Dataset records:
· · · ·
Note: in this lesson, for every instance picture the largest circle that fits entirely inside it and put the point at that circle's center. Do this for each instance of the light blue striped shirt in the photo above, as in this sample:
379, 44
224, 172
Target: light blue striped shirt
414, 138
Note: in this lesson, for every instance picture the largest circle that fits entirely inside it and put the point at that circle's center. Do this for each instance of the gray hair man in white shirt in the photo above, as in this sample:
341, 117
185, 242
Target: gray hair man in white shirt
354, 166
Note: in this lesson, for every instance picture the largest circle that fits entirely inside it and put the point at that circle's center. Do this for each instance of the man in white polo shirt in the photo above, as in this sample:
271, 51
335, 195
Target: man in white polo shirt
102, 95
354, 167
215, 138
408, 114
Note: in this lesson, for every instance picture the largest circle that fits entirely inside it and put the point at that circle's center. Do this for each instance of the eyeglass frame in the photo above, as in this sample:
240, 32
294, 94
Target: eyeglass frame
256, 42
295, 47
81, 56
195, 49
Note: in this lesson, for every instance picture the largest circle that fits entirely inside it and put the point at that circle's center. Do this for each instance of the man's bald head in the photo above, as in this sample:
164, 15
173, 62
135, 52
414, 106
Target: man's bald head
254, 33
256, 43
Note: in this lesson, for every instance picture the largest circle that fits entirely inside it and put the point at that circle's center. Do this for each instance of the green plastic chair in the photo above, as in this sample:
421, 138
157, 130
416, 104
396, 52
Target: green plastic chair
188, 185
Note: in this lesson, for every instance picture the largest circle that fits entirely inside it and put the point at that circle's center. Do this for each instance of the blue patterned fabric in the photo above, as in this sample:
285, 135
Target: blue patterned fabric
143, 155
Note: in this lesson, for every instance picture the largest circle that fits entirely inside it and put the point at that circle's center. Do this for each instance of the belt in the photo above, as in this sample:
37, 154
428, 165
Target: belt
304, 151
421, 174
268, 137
· · · ·
_The exercise_
Repeat only the lines from the one holding "of the blue" through the last line of the data.

_Result below_
Note: in this lesson, for every instance picture the largest circle that fits entirely inside it and put the point at that circle's center. Do this for each instance of the blue patterned fabric in the photo above, as in this sample:
285, 135
Target: blue patterned fabric
143, 155
Note: in this lesson, for every instance picture the largest circle that fits entirely inside it and put the point at that circle's center. Do this for each instance of the belt in the photo above, as in this sample:
37, 154
428, 165
Target: belt
304, 151
421, 174
268, 137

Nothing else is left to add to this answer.